▶ _AIM OF THE TASK_:
What lines in the data below mention the string "above"? Copy them out.

▶ _GIVEN ENTRIES_:
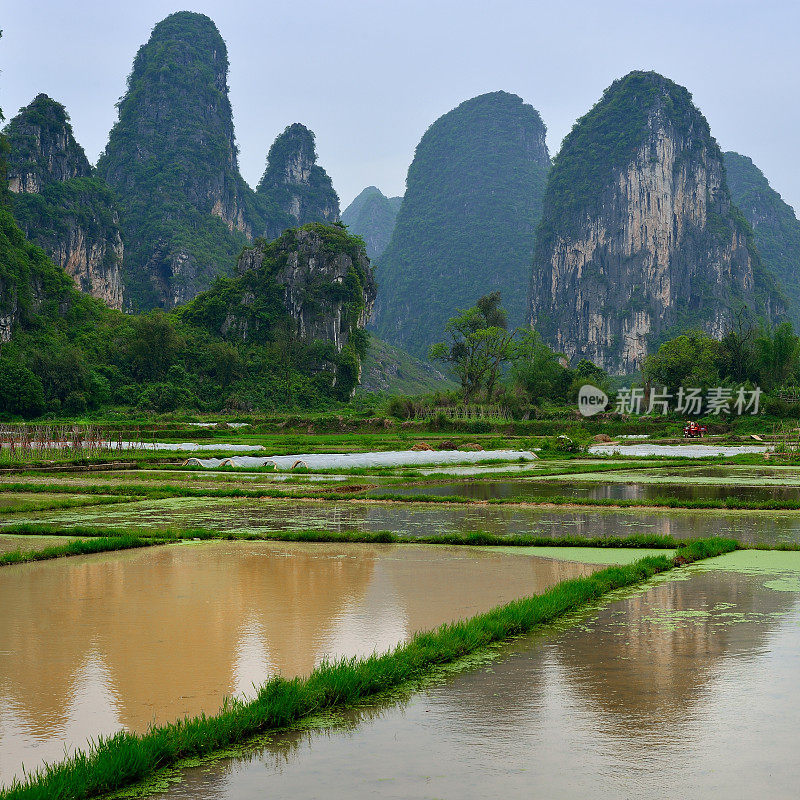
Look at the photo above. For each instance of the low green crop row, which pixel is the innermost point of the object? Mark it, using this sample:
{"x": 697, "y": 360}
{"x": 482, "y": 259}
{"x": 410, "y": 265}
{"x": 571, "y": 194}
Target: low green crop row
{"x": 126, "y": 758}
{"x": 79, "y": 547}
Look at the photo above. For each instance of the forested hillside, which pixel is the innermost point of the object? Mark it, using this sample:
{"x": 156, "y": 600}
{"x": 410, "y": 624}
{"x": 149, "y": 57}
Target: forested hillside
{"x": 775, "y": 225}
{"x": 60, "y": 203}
...
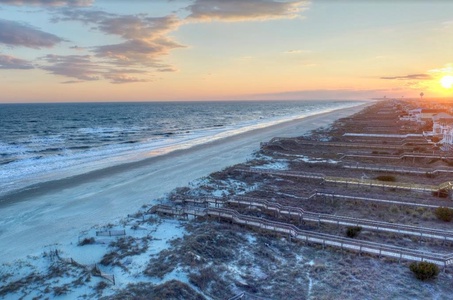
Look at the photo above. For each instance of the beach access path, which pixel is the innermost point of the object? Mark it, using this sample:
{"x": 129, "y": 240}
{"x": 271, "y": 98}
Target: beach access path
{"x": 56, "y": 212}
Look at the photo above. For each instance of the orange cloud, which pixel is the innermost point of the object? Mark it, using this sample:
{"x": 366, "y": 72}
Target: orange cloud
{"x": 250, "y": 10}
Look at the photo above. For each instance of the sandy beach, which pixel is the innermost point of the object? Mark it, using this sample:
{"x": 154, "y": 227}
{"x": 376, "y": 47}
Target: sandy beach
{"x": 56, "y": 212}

▶ _OUTPUT_:
Look at the photo above. For each instance of the low green crop row, which pixel is the innermost point of the object? Mark it, using this sample:
Look at the photo above. For each instance of the forested hillside, which pixel is the innermost point of the object? Mark it, using this sample:
Look at the photo above. For each instance of the beach access path, which pixel is the innermost point of the object? Mark it, using this sample:
Look at the photo above. For each instance of the orange cloud, which pixel is the innermost point of the object? Mark it, using this sample:
Look at the photo above. For each instance of the sandy beach, which pixel is the innermost point of the object? Mark it, using this sample:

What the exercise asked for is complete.